**ФРАГМЕНТ ТЕКСТА**:
Он перечитывает последнюю страницу, дописывает что-то и закрывает тетрадь.

На переплете значится:

«Юрий Пронин. Дневник гидростроевца.

Часть вторая. На левом берегу».

Автор дневника отложил карандаш и задумался.

В самом деле, для чего он ведет все эти записи? Нужны ли они кому-нибудь? Или его товарищ по автобригаде, случайно зашедший к нему переночевать, прав и не стоит тратить на писание столько дорогого времени?

Почему он, водитель машины рядовой стройки, которая растет сейчас на волжском левобережье, человек очень занятый, вдруг взялся за дневник, регулярно его ведет, одну книжку уже издал, а сейчас вот работает над другой?

Он продумывает свой жизненный путь, в общем еще очень короткий и весь связанный со Сталинградом, с этими славными местами. Нет, никогда, даже в ту пору, когда он учился в школе, его не тянуло к литературному труду. Техника? Вот техника — другое дело. Техника его увлекала еще тогда, когда он мальчишкой ходил к отцу, рабочему-мукомолу, на знаменитую теперь сталинградскую мельницу, руины которой оставлены в центре города как заповедник, как суровый памятник отгремевшему здесь великому сражению.

И потом, мобилизованный в конце войны в армию, сделавшись там сначала водителем, а потом инструктором военной автошколы, он тоже никогда не думал о литературе. Даже в «боевой листок» писал редко, и то, когда замполит уж очень поднажмет…

Автомобильное дело поглощало все его способности. Как бы ни были совершенны новые конструкции автомашин, поступавших с заводов, какое бы восхищение ни вызывали они среди его товарищей, Юрию Пронину всегда казалось, что их можно сделать лучше и что в техническом паспорте не раскрыты все их возможности. Он начинал эти возможности искать, поражая начальников сметливостью ума, изобретательностью, настойчивостью.

Когда в часть, например, пришли новые четырехтонные грузовики «ЗИС-150», он опытным шоферским глазом сразу определил, что отличная конструкция и могучий мотор позволят безболезненно увеличить их нагрузку. Попробовал и увидел, что для этого слабоваты рессоры. Тогда Юрий Пронин сам изготовил в мастерской и установил на своей машине дополнительные подрессорники. Нагрузку он стал увеличивать в полтора раза, и результаты были отличные. Шоферы части последовали за ним. Усиление рессор — эта простая, казалось бы, мера — значительно подняло грузоподъемность парка автомашин, нисколько при этом не отразившись на их эксплуатации.

Это было лишь одно из новшеств, примененных Юрием Прониным.

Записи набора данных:

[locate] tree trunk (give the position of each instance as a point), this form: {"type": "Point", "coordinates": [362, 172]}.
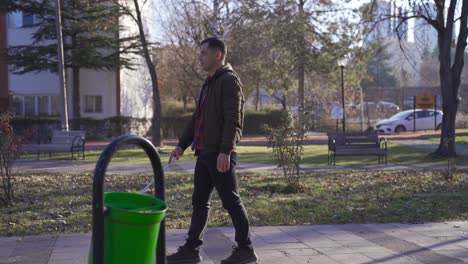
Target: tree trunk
{"type": "Point", "coordinates": [301, 63]}
{"type": "Point", "coordinates": [257, 97]}
{"type": "Point", "coordinates": [185, 100]}
{"type": "Point", "coordinates": [450, 73]}
{"type": "Point", "coordinates": [156, 120]}
{"type": "Point", "coordinates": [76, 94]}
{"type": "Point", "coordinates": [283, 102]}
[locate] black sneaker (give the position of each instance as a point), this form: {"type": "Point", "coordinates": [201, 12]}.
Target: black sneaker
{"type": "Point", "coordinates": [184, 255]}
{"type": "Point", "coordinates": [241, 255]}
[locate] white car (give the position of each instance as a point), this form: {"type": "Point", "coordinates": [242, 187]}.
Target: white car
{"type": "Point", "coordinates": [404, 121]}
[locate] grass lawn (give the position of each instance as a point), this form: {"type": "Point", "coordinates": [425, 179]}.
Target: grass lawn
{"type": "Point", "coordinates": [56, 204]}
{"type": "Point", "coordinates": [314, 155]}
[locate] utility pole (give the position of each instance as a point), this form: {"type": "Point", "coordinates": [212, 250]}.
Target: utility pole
{"type": "Point", "coordinates": [61, 67]}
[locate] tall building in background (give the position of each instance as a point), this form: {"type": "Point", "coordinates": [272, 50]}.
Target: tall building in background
{"type": "Point", "coordinates": [386, 22]}
{"type": "Point", "coordinates": [3, 64]}
{"type": "Point", "coordinates": [103, 93]}
{"type": "Point", "coordinates": [425, 36]}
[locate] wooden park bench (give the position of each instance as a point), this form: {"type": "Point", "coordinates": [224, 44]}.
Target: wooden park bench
{"type": "Point", "coordinates": [356, 144]}
{"type": "Point", "coordinates": [61, 142]}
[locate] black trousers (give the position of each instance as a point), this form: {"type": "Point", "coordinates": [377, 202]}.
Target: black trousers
{"type": "Point", "coordinates": [206, 179]}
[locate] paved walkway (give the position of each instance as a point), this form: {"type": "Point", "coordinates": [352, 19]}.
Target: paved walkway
{"type": "Point", "coordinates": [431, 243]}
{"type": "Point", "coordinates": [431, 145]}
{"type": "Point", "coordinates": [57, 166]}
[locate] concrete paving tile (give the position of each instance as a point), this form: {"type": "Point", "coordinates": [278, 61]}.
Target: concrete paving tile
{"type": "Point", "coordinates": [354, 258]}
{"type": "Point", "coordinates": [283, 246]}
{"type": "Point", "coordinates": [6, 251]}
{"type": "Point", "coordinates": [336, 250]}
{"type": "Point", "coordinates": [322, 243]}
{"type": "Point", "coordinates": [277, 237]}
{"type": "Point", "coordinates": [299, 252]}
{"type": "Point", "coordinates": [318, 259]}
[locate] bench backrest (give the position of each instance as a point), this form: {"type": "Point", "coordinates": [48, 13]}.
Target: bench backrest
{"type": "Point", "coordinates": [347, 138]}
{"type": "Point", "coordinates": [65, 137]}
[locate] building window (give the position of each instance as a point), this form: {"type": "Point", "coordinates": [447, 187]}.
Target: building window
{"type": "Point", "coordinates": [28, 19]}
{"type": "Point", "coordinates": [93, 104]}
{"type": "Point", "coordinates": [17, 104]}
{"type": "Point", "coordinates": [15, 19]}
{"type": "Point", "coordinates": [32, 105]}
{"type": "Point", "coordinates": [55, 106]}
{"type": "Point", "coordinates": [29, 105]}
{"type": "Point", "coordinates": [43, 102]}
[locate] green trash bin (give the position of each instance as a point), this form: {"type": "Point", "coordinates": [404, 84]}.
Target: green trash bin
{"type": "Point", "coordinates": [131, 228]}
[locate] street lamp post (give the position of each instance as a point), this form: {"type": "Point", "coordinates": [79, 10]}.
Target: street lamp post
{"type": "Point", "coordinates": [342, 63]}
{"type": "Point", "coordinates": [61, 67]}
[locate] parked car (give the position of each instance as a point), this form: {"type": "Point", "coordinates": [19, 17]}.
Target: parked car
{"type": "Point", "coordinates": [404, 121]}
{"type": "Point", "coordinates": [387, 105]}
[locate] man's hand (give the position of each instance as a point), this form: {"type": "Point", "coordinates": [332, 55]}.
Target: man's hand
{"type": "Point", "coordinates": [177, 152]}
{"type": "Point", "coordinates": [224, 162]}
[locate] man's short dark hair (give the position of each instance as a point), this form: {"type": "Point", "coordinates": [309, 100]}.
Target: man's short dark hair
{"type": "Point", "coordinates": [215, 43]}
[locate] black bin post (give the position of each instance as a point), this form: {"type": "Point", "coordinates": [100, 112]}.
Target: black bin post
{"type": "Point", "coordinates": [99, 209]}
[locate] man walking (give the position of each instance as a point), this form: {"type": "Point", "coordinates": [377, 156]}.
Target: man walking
{"type": "Point", "coordinates": [214, 131]}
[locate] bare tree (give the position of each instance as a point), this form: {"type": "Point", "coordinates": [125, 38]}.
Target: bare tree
{"type": "Point", "coordinates": [134, 9]}
{"type": "Point", "coordinates": [443, 16]}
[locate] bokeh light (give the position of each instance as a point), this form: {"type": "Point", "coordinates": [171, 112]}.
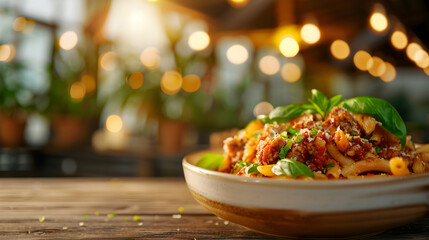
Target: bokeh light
{"type": "Point", "coordinates": [150, 58]}
{"type": "Point", "coordinates": [289, 47]}
{"type": "Point", "coordinates": [7, 52]}
{"type": "Point", "coordinates": [262, 108]}
{"type": "Point", "coordinates": [390, 73]}
{"type": "Point", "coordinates": [171, 82]}
{"type": "Point", "coordinates": [412, 49]}
{"type": "Point", "coordinates": [378, 21]}
{"type": "Point", "coordinates": [19, 24]}
{"type": "Point", "coordinates": [238, 3]}
{"type": "Point", "coordinates": [378, 67]}
{"type": "Point", "coordinates": [290, 72]}
{"type": "Point", "coordinates": [269, 65]}
{"type": "Point", "coordinates": [68, 40]}
{"type": "Point", "coordinates": [399, 40]}
{"type": "Point", "coordinates": [421, 58]}
{"type": "Point", "coordinates": [191, 83]}
{"type": "Point", "coordinates": [310, 33]}
{"type": "Point", "coordinates": [89, 82]}
{"type": "Point", "coordinates": [77, 91]}
{"type": "Point", "coordinates": [340, 49]}
{"type": "Point", "coordinates": [199, 40]}
{"type": "Point", "coordinates": [237, 54]}
{"type": "Point", "coordinates": [113, 123]}
{"type": "Point", "coordinates": [107, 61]}
{"type": "Point", "coordinates": [135, 80]}
{"type": "Point", "coordinates": [363, 60]}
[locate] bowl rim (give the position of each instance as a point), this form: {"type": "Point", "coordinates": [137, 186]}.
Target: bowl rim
{"type": "Point", "coordinates": [339, 183]}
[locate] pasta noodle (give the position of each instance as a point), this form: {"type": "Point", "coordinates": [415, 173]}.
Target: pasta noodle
{"type": "Point", "coordinates": [343, 145]}
{"type": "Point", "coordinates": [368, 165]}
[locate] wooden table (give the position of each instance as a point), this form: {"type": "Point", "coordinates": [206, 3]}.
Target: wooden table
{"type": "Point", "coordinates": [76, 208]}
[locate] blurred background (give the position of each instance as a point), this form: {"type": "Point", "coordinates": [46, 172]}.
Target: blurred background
{"type": "Point", "coordinates": [127, 88]}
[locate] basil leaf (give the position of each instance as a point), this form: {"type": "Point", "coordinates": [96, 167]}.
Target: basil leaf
{"type": "Point", "coordinates": [333, 102]}
{"type": "Point", "coordinates": [314, 132]}
{"type": "Point", "coordinates": [291, 168]}
{"type": "Point", "coordinates": [319, 101]}
{"type": "Point", "coordinates": [285, 149]}
{"type": "Point", "coordinates": [329, 166]}
{"type": "Point", "coordinates": [252, 169]}
{"type": "Point", "coordinates": [283, 114]}
{"type": "Point", "coordinates": [211, 161]}
{"type": "Point", "coordinates": [294, 132]}
{"type": "Point", "coordinates": [299, 139]}
{"type": "Point", "coordinates": [382, 111]}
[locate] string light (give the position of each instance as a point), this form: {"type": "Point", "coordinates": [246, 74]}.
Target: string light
{"type": "Point", "coordinates": [113, 123]}
{"type": "Point", "coordinates": [135, 80]}
{"type": "Point", "coordinates": [340, 49]}
{"type": "Point", "coordinates": [237, 54]}
{"type": "Point", "coordinates": [289, 47]}
{"type": "Point", "coordinates": [171, 82]}
{"type": "Point", "coordinates": [77, 91]}
{"type": "Point", "coordinates": [107, 61]}
{"type": "Point", "coordinates": [269, 65]}
{"type": "Point", "coordinates": [399, 40]}
{"type": "Point", "coordinates": [378, 21]}
{"type": "Point", "coordinates": [68, 40]}
{"type": "Point", "coordinates": [89, 82]}
{"type": "Point", "coordinates": [199, 40]}
{"type": "Point", "coordinates": [363, 60]}
{"type": "Point", "coordinates": [150, 58]}
{"type": "Point", "coordinates": [412, 49]}
{"type": "Point", "coordinates": [191, 83]}
{"type": "Point", "coordinates": [310, 33]}
{"type": "Point", "coordinates": [19, 24]}
{"type": "Point", "coordinates": [390, 73]}
{"type": "Point", "coordinates": [421, 58]}
{"type": "Point", "coordinates": [290, 72]}
{"type": "Point", "coordinates": [378, 67]}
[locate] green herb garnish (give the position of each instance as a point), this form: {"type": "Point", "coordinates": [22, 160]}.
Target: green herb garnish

**ЗАДАНИЕ**:
Продолжите отрывок о шофере Юрии Пронине и его дневнике, начав сразу после последнего предложения.

**ОТВЕТ**:
…На волжскую стройку, после демобилизации, его привела та же страсть к механике, к новым, первоклассным машинам, к постоянному общению с большими массами новой, могучей техники. Тут, на стройке, как недавно в армии, он продолжал экспериментировать. Только размах экспериментов расширился и мыслить он стал просторнее, уже не в пределах только своей машины, а в масштабах целого автопарка. Страна щедро вооружила строителей лучшими машинами новейших марок. Но шоферский коллектив был пестрый, люди съехались со всех концов советской земли, и каждый прибыл со своими навыками, своими методами работы и, чего там греха таить, нередко и со своими дурными привычками. А фронт работ был необозримый, задачи огромны. И понял Пронин — здесь важно не только самому хорошо работать, но и помочь организовать работу всего автопарка.

Юрий Пронин — рядовой шофер. Организация работы не его дело. Но он знал: от автопарка зависит и ход стройки. Он видел, как много возможностей еще не используется, и со всей методичностью и страстностью, которые одновременно были свойственны его широкой творческой натуре, занялся организацией дела.

Сначала он стал соревноваться со своим сменщиком. Они добились еще не виданной здесь производительности машин и наглядно показали всем шоферам, какие у них у всех имеются возможности. Потом начали развивать движение вширь. И тут родилась счастливая мысль: создать стахановские бригады шоферов, крепкие производственные коллективы, с жесткой дисциплиной, со взаимной ответственностью, где каждый в отдельности и все вместе работали бы самыми передовыми методами.

Это, казалось бы, и не очень хитрое нововведение дало хорошие результаты. Раньше лишь лучшие из лучших водители, как и сам Пронин, выполняли план перевозок на сто пятьдесят процентов. Теперь вся автобригада Юрия Пронина, работая ритмично, без рывков, без спадов и взлетов, ежедневно перевыполняла план перевозок раза в полтора, а порой и больше.